AUFGABENSTELLUNG> Schreibe die Zeilen der Einträge wortgetreu ab, beginnend mit der Zeile, die „Your task is to find every instance of bus side mirror“ enthält, und endend mit der Zeile, die „[231,173,266,236]“ enthält. Beide Zeilen gehören dazu.

Auszüge aus Bounding-Box-Daten
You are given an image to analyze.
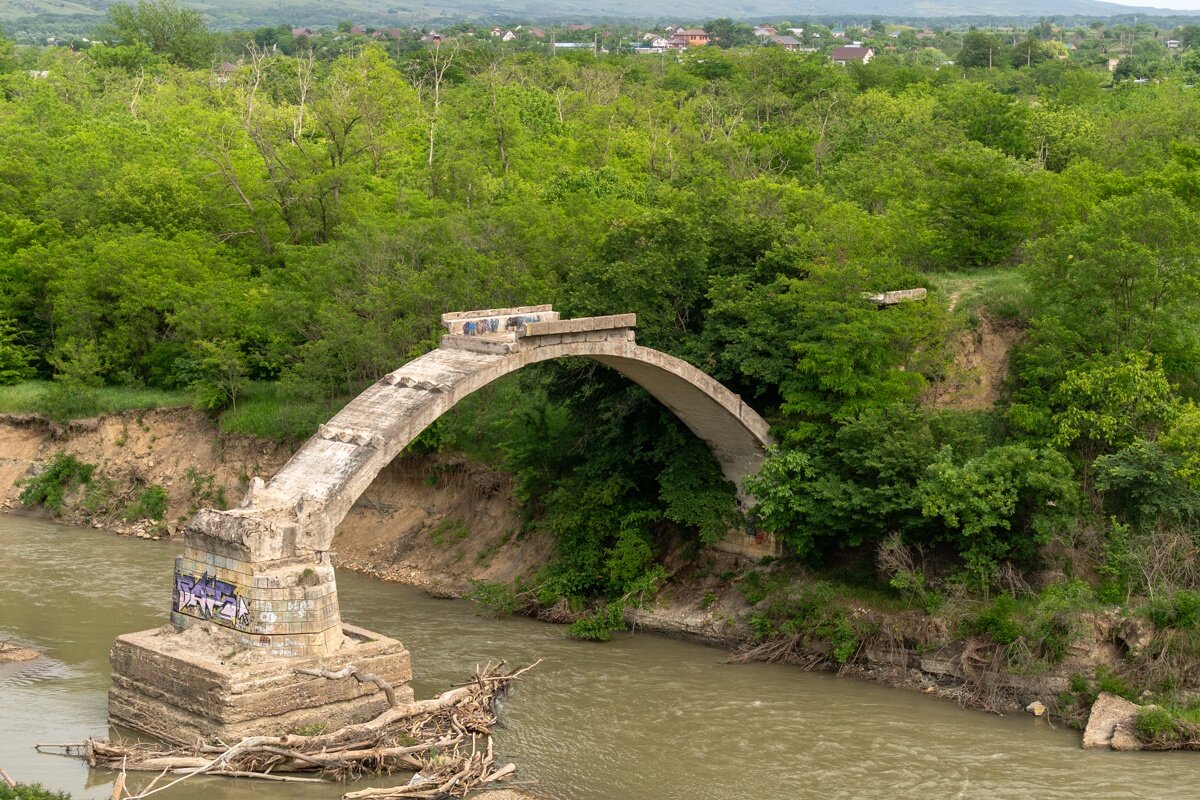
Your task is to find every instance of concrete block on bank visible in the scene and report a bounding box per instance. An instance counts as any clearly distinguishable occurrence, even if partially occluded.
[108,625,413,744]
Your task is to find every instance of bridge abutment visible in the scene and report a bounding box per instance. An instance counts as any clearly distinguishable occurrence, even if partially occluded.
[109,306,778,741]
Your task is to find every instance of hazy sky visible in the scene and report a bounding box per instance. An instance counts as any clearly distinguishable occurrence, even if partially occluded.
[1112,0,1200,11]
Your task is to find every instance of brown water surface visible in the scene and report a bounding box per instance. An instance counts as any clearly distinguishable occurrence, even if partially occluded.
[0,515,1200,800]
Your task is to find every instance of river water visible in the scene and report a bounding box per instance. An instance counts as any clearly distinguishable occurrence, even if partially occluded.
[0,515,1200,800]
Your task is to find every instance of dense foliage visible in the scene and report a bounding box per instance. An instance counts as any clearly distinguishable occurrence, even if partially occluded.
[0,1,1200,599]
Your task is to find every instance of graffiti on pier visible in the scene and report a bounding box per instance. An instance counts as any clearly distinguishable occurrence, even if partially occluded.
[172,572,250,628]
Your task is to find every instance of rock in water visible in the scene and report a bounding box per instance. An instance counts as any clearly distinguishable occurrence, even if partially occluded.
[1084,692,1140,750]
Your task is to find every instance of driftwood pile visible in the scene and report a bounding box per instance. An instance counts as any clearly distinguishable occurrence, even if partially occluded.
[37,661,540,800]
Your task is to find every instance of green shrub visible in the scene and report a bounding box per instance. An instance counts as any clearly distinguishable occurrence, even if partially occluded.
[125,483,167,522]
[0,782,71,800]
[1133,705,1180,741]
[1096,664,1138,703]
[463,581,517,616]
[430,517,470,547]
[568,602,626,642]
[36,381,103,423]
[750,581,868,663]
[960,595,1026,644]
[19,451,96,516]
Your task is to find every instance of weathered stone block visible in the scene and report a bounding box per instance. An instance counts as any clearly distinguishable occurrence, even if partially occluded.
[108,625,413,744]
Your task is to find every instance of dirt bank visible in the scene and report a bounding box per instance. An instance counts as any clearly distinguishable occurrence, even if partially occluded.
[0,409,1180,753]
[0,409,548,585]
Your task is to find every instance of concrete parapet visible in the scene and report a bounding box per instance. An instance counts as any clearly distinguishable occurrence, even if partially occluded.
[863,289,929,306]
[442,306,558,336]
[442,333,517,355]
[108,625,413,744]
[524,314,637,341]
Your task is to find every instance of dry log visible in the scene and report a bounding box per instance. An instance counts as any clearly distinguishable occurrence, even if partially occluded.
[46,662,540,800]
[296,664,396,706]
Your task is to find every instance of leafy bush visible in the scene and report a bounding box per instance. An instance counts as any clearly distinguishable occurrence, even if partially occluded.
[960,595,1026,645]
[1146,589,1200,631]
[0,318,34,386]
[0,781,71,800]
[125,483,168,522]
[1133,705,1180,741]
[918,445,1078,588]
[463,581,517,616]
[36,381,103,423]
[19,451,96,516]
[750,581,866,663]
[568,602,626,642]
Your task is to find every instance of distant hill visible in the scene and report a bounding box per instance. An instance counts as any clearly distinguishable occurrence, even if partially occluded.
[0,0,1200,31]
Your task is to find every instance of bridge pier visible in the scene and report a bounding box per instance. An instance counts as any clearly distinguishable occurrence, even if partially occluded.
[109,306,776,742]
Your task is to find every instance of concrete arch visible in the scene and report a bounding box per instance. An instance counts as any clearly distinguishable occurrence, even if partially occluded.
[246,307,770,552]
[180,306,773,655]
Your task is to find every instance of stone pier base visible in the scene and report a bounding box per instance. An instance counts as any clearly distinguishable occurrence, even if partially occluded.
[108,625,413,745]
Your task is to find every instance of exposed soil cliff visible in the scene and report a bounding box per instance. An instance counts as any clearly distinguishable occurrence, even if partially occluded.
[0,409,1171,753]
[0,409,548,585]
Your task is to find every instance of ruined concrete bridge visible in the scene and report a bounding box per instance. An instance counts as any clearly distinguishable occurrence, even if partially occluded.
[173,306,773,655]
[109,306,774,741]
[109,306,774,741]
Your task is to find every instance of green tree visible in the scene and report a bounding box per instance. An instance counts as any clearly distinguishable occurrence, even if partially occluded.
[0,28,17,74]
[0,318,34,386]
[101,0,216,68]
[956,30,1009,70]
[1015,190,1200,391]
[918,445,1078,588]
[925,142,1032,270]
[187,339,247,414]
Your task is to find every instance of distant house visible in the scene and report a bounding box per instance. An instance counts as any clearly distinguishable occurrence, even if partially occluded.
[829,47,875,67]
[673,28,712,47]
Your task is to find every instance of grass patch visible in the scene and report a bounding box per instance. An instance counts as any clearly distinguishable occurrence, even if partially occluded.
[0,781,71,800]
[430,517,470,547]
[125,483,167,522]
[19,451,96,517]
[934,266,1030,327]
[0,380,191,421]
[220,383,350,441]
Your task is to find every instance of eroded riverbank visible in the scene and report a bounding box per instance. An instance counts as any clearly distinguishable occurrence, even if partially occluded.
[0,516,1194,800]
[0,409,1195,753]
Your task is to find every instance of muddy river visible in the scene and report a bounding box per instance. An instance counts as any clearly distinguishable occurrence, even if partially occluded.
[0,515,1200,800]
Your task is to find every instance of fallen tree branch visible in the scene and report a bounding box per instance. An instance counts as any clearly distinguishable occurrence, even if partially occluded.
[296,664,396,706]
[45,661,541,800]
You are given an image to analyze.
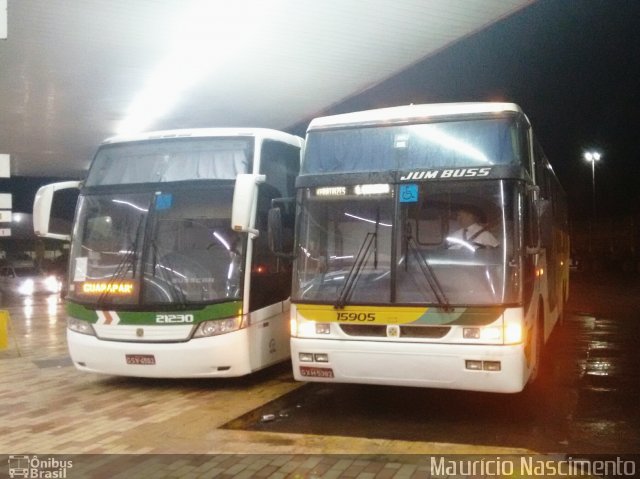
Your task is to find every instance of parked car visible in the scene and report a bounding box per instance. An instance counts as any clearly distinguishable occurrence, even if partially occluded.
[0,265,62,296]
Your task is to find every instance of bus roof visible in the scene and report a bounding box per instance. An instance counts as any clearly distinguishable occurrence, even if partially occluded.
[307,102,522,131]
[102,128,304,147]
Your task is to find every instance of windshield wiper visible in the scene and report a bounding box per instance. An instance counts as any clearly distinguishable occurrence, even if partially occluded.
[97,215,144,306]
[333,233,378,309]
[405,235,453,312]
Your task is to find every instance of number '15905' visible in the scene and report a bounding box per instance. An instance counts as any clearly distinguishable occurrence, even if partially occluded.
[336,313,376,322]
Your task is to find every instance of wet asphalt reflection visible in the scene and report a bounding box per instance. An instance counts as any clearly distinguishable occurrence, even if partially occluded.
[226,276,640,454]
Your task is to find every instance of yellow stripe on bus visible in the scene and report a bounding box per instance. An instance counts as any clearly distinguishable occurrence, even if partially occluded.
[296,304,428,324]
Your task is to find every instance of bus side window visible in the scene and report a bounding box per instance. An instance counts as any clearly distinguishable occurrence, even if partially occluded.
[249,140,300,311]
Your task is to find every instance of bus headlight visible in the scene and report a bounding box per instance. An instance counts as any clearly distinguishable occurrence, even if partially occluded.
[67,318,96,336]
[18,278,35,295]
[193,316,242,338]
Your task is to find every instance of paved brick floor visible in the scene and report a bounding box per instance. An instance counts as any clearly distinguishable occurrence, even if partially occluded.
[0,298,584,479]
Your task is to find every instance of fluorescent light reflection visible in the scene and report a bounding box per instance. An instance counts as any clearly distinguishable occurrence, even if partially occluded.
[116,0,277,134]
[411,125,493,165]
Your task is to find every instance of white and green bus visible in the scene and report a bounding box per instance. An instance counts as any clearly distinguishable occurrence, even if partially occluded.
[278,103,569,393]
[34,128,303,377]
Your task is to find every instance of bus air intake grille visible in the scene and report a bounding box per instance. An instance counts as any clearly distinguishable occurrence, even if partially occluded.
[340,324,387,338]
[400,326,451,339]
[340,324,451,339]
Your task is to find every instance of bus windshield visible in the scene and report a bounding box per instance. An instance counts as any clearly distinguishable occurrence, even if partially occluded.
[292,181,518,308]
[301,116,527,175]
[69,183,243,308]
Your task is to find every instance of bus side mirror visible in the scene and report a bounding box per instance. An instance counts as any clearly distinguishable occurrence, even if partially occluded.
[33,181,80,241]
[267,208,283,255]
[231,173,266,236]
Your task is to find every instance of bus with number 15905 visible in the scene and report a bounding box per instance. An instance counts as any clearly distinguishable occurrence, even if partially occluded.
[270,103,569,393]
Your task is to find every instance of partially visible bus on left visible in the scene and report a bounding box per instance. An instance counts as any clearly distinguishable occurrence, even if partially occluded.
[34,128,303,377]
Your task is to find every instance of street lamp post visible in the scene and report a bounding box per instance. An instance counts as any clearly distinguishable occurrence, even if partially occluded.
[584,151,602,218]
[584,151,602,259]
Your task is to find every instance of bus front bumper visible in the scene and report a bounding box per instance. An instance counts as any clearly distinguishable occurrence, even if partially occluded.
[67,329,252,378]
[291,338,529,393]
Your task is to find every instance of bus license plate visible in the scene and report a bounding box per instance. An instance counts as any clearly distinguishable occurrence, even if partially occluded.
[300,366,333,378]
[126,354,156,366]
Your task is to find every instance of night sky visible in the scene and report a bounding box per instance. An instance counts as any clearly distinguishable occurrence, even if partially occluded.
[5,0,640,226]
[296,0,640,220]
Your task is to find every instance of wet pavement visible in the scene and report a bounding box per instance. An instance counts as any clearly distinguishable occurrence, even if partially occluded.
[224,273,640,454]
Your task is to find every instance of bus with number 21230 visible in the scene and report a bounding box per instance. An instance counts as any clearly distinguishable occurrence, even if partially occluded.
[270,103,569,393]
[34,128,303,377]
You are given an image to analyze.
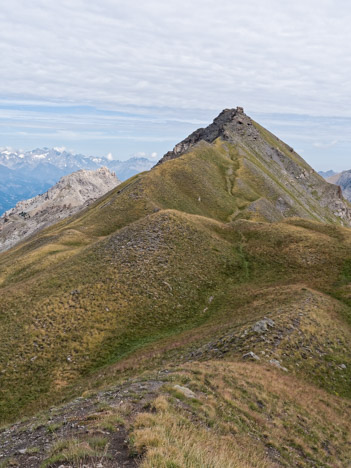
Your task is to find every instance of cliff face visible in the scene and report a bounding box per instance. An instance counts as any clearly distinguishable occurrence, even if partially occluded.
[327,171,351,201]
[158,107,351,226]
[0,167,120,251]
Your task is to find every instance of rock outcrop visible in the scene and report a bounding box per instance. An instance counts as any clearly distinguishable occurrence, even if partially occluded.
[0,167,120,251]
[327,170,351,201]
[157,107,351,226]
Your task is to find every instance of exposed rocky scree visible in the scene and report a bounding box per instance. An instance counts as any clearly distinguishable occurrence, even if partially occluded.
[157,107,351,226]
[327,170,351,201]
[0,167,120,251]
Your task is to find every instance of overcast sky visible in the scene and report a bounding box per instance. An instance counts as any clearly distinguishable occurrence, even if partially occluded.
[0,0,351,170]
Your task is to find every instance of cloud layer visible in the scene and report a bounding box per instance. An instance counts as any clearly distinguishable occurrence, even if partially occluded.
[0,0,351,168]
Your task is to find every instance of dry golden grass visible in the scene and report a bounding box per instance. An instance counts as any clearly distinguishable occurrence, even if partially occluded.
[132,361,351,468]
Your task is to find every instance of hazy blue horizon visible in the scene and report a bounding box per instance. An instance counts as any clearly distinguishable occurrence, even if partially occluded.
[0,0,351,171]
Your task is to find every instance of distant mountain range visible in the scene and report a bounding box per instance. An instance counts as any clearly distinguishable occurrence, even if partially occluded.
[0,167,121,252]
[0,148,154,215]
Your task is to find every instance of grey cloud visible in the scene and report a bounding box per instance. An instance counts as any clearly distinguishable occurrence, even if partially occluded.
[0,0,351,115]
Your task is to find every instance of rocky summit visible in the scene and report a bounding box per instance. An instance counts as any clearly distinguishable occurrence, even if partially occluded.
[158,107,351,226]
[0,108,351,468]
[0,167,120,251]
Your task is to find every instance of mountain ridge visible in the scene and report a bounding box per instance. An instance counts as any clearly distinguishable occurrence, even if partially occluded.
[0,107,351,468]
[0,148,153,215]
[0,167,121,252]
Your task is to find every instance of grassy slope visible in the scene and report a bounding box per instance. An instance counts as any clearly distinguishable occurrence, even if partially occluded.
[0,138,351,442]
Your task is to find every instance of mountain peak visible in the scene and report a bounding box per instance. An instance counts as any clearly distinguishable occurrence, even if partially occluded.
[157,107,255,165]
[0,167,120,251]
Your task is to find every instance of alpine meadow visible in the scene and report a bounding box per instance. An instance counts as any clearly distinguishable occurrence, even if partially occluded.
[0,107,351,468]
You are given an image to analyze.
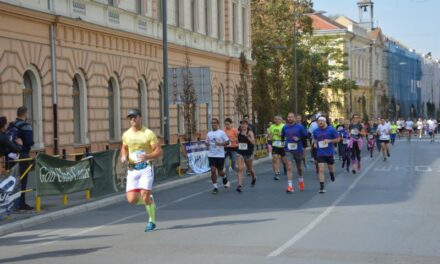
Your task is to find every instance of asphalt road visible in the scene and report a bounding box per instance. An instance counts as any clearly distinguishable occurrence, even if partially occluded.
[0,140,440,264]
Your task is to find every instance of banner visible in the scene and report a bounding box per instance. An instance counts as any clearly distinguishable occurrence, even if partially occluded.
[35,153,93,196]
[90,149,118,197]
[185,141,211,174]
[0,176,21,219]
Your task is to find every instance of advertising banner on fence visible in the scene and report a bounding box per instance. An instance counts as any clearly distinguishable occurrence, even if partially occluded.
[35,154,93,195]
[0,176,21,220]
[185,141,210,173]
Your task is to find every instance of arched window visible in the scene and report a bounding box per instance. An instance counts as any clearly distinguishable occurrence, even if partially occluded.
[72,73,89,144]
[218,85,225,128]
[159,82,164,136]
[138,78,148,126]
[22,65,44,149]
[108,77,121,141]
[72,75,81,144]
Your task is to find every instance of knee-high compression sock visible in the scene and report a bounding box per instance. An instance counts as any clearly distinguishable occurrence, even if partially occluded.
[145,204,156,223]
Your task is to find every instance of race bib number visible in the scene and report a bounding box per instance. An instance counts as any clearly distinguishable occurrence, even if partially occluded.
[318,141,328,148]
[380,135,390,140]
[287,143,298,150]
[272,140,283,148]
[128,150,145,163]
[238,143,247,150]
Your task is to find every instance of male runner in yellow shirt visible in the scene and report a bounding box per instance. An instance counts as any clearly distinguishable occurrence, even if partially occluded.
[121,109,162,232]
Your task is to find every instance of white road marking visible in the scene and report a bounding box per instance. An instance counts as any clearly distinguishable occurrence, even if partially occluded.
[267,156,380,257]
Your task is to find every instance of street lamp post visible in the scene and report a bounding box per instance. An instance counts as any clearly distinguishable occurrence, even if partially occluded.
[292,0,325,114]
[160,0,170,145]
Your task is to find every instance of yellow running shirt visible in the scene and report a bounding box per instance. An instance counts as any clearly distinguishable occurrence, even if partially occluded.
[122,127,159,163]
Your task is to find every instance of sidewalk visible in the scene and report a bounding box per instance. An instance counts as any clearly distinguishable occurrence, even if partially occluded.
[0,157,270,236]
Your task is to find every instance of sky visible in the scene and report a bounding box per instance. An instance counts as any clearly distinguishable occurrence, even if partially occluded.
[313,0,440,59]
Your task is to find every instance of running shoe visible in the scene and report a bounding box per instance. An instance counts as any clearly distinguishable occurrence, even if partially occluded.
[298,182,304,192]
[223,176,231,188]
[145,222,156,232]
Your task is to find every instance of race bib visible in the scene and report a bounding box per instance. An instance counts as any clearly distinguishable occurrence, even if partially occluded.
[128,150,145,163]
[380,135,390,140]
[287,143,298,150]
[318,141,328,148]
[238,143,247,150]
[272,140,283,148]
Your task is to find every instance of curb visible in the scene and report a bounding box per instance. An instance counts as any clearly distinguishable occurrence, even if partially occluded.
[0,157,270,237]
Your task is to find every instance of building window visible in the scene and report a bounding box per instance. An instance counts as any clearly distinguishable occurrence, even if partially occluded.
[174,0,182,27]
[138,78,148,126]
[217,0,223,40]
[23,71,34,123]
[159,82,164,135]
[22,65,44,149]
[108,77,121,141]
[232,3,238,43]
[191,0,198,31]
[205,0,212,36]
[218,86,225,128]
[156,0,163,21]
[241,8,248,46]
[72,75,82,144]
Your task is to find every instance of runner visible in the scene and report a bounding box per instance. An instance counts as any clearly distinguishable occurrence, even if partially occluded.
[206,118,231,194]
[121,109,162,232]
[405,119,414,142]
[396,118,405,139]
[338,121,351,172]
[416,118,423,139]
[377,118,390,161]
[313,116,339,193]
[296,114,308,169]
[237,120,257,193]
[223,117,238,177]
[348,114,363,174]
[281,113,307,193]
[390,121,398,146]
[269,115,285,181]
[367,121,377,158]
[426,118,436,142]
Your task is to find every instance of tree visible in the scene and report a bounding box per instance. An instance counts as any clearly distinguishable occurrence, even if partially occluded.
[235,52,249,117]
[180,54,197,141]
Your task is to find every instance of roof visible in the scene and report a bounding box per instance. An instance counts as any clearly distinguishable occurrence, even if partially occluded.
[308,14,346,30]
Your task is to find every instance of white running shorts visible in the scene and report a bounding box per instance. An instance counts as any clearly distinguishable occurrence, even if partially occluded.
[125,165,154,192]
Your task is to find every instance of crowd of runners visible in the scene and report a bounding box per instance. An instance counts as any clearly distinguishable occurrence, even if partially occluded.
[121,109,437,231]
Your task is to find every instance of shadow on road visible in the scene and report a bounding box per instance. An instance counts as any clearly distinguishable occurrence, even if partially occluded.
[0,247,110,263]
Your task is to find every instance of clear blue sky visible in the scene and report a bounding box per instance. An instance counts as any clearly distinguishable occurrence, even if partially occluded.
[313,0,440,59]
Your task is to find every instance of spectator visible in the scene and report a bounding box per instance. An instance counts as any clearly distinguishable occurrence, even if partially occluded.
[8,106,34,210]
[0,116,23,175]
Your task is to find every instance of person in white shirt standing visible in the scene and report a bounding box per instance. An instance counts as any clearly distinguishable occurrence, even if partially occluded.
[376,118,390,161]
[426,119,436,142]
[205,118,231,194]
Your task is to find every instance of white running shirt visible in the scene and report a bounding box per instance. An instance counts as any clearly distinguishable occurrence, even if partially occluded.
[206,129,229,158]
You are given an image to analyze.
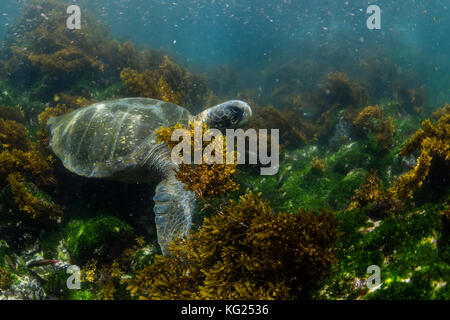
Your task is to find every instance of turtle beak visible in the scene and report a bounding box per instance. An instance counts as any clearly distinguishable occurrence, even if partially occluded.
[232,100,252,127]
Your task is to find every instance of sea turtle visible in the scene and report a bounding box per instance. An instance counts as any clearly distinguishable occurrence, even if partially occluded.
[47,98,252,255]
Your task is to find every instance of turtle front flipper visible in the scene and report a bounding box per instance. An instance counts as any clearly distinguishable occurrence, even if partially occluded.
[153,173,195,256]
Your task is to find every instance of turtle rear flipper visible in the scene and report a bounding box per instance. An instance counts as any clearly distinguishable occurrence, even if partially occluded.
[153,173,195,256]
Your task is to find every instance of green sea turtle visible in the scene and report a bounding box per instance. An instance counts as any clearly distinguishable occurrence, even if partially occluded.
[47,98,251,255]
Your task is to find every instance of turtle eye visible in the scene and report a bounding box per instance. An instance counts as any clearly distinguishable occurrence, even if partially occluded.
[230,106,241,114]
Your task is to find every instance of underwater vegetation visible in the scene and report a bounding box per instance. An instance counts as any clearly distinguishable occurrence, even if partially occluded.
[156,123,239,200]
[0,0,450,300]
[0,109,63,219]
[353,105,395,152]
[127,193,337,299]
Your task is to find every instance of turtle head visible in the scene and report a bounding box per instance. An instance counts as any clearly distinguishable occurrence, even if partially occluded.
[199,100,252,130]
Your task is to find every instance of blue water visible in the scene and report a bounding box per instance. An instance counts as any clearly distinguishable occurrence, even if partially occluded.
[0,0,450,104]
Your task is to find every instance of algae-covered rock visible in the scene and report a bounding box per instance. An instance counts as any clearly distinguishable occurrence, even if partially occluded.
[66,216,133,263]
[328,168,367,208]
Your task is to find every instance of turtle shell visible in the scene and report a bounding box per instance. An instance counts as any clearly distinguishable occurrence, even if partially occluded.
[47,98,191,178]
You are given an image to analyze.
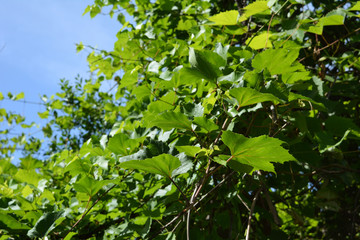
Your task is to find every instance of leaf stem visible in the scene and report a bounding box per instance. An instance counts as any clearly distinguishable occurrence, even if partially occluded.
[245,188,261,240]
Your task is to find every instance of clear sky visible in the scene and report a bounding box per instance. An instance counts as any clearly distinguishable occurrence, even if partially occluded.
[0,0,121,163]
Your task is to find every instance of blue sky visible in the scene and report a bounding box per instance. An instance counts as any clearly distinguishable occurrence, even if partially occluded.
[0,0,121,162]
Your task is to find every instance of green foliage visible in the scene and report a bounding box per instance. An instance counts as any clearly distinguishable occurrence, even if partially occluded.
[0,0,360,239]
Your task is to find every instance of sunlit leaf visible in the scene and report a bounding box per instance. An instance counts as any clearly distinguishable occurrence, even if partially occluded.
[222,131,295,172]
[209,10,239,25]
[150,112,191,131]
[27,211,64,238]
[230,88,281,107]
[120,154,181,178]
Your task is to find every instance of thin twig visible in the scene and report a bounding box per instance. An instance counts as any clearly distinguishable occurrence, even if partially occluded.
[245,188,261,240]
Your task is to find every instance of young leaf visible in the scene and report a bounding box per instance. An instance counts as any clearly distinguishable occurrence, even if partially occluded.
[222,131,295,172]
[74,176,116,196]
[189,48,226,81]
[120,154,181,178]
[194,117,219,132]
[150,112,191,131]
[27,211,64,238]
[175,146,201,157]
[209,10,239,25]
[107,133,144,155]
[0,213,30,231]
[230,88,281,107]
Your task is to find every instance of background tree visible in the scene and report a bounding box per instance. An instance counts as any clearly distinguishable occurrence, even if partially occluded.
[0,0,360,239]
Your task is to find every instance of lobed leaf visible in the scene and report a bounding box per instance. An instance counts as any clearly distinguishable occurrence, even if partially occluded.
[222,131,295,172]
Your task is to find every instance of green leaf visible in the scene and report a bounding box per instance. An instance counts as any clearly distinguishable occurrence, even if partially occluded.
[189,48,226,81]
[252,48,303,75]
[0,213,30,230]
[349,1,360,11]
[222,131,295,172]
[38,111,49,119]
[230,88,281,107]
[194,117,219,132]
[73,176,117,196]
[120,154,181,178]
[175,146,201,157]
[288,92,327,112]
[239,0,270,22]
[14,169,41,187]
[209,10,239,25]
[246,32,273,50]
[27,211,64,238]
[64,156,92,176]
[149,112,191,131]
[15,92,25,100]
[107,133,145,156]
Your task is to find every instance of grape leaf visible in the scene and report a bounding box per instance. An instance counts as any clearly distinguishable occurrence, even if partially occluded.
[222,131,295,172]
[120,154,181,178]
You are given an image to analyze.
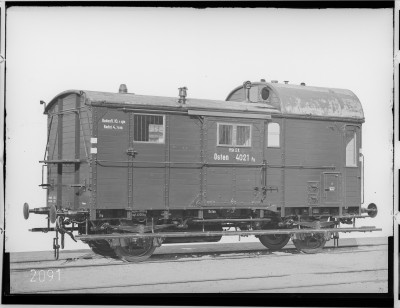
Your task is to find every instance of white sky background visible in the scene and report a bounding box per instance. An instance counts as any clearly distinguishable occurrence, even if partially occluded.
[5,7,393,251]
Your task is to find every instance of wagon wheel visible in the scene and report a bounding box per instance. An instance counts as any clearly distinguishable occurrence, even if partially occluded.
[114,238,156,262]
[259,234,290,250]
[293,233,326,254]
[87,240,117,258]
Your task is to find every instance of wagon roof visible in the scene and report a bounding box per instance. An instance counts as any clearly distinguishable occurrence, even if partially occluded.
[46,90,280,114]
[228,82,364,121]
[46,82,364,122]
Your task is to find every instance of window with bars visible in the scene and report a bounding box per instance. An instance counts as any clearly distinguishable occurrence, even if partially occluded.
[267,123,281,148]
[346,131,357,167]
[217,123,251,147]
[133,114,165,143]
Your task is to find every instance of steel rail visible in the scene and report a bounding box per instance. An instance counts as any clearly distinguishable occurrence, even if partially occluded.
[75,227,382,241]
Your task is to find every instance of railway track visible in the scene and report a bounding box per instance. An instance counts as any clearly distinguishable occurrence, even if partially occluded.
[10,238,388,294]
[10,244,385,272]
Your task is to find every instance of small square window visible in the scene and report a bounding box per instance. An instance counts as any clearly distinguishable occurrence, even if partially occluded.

LÖSUNG>
Your task is to find every instance of bus side mirror visible in the scene and report a bounding box per instance. An instance counts as any clearly distinguishable occurrence, even if partially occluded.
[33,181,80,241]
[267,208,283,255]
[231,173,266,236]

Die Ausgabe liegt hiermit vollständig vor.